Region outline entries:
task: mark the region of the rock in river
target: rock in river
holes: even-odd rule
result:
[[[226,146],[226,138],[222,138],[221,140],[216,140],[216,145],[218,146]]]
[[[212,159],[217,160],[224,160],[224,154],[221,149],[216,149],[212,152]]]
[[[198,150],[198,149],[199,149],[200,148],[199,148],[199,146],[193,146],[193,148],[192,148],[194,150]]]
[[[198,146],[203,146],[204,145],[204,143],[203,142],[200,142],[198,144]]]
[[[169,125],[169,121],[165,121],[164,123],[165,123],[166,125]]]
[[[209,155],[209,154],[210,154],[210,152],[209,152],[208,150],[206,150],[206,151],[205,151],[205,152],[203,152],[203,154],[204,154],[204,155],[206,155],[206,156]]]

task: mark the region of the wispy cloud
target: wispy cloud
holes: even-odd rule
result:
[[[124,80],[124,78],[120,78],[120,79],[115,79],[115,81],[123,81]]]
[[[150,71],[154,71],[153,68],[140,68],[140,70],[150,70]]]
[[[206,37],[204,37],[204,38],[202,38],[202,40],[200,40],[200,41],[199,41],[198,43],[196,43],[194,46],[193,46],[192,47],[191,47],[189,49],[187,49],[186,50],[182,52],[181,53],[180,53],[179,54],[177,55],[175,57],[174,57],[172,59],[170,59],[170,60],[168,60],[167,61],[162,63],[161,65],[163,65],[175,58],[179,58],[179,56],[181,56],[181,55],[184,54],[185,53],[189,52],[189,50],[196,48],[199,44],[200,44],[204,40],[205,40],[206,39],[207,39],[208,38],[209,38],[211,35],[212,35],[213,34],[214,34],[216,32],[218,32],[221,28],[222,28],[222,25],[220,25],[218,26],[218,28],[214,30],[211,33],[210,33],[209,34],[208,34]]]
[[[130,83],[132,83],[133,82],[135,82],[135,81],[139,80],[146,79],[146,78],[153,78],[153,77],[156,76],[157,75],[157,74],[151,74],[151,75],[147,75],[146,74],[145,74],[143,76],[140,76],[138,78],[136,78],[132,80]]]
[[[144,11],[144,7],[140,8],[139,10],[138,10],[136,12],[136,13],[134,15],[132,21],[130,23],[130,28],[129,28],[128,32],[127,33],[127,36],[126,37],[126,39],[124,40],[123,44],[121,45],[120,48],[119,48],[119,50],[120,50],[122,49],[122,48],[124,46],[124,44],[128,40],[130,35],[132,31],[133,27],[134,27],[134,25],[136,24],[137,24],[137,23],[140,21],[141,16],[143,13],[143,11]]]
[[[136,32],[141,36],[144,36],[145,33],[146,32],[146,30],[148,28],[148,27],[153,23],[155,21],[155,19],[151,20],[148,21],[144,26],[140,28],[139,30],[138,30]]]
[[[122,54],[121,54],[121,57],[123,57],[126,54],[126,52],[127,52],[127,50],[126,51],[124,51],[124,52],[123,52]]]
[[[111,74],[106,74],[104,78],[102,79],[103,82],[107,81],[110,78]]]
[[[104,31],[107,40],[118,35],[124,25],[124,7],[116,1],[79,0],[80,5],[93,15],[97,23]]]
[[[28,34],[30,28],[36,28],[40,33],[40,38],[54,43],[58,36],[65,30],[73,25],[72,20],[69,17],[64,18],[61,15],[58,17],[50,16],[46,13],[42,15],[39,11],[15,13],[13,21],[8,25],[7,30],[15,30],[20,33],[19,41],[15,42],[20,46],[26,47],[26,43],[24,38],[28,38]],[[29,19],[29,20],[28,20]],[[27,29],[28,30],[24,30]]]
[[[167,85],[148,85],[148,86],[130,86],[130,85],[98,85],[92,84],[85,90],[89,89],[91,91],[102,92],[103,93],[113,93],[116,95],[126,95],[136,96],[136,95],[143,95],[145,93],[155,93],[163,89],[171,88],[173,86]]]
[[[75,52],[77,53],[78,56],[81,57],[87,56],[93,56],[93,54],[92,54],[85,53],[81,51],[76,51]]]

What is required: Above are some records. Print them all exactly.

Answer below:
task: mark the region of the rock in river
target: rock in river
holes: even-odd rule
result:
[[[226,146],[226,138],[222,138],[221,140],[216,140],[216,145],[218,146]]]
[[[212,159],[217,160],[224,160],[224,154],[221,149],[216,149],[212,152]]]
[[[198,150],[198,149],[199,149],[200,148],[199,148],[199,146],[193,146],[193,148],[192,148],[194,150]]]
[[[198,146],[203,146],[204,145],[204,143],[203,142],[200,142],[198,144]]]
[[[169,125],[169,121],[165,121],[164,123],[165,123],[166,125]]]
[[[209,155],[209,154],[210,154],[210,152],[209,152],[208,150],[206,150],[206,151],[205,151],[205,152],[203,152],[203,154],[204,154],[204,155],[206,155],[206,156]]]

task: mark the region of the wispy cloud
target: wispy cloud
holes: even-odd rule
result:
[[[124,80],[124,78],[120,78],[120,79],[115,79],[115,81],[123,81]]]
[[[150,71],[154,71],[153,68],[140,68],[140,70],[150,70]]]
[[[206,37],[204,37],[204,38],[202,38],[202,40],[200,40],[200,41],[199,41],[198,43],[196,43],[194,46],[193,46],[192,47],[191,47],[189,49],[187,49],[186,50],[182,52],[181,53],[180,53],[179,54],[177,55],[175,57],[174,57],[172,59],[170,59],[170,60],[168,60],[167,61],[162,63],[161,65],[163,65],[175,58],[179,58],[179,56],[181,56],[181,55],[184,54],[185,53],[189,52],[189,50],[196,48],[199,44],[200,44],[204,40],[205,40],[206,39],[207,39],[208,38],[209,38],[211,35],[212,35],[213,34],[214,34],[216,32],[218,32],[221,28],[222,28],[222,25],[220,25],[218,26],[218,28],[214,30],[211,33],[210,33],[209,34],[208,34]]]
[[[130,83],[132,83],[133,82],[135,82],[135,81],[139,80],[146,79],[146,78],[153,78],[153,77],[156,76],[157,75],[157,74],[151,74],[151,75],[147,75],[146,74],[145,74],[143,76],[140,76],[138,78],[136,78],[132,80]]]
[[[144,11],[144,7],[140,8],[139,10],[138,10],[136,12],[136,13],[134,15],[132,21],[130,23],[130,28],[129,28],[128,32],[127,33],[127,36],[126,37],[126,39],[124,40],[123,44],[121,45],[120,48],[119,48],[119,50],[120,50],[122,49],[122,48],[124,46],[124,44],[128,40],[130,35],[132,31],[133,27],[134,27],[134,25],[136,24],[137,24],[137,23],[140,21],[141,16],[143,13],[143,11]]]
[[[136,32],[141,36],[144,36],[145,33],[146,32],[146,30],[148,28],[148,27],[153,23],[155,21],[155,19],[151,20],[148,21],[144,26],[140,28],[139,30],[138,30]]]
[[[122,54],[121,54],[121,57],[123,57],[126,54],[126,52],[127,52],[127,50],[126,51],[124,51],[124,52],[123,52]]]
[[[111,74],[106,74],[104,78],[102,79],[103,82],[107,81],[110,78]]]
[[[104,31],[107,40],[118,35],[124,25],[124,7],[116,1],[79,0],[80,5],[93,15],[97,23]]]
[[[28,34],[30,28],[36,28],[40,33],[40,38],[54,43],[58,36],[65,30],[73,25],[72,20],[69,17],[64,18],[61,15],[58,17],[50,16],[46,13],[42,15],[39,11],[15,13],[13,21],[8,25],[7,30],[15,30],[20,33],[19,41],[15,42],[20,46],[26,47],[26,43],[24,38],[28,38]],[[29,19],[29,20],[28,20]],[[27,29],[28,30],[24,30]]]
[[[167,85],[148,85],[148,86],[130,86],[130,85],[98,85],[92,84],[85,90],[89,89],[91,91],[102,92],[103,93],[113,93],[116,95],[126,95],[136,96],[136,95],[143,95],[145,93],[155,93],[163,89],[171,88],[173,86]]]
[[[75,52],[77,53],[78,56],[81,57],[87,56],[93,56],[93,54],[92,54],[85,53],[81,51],[76,51]]]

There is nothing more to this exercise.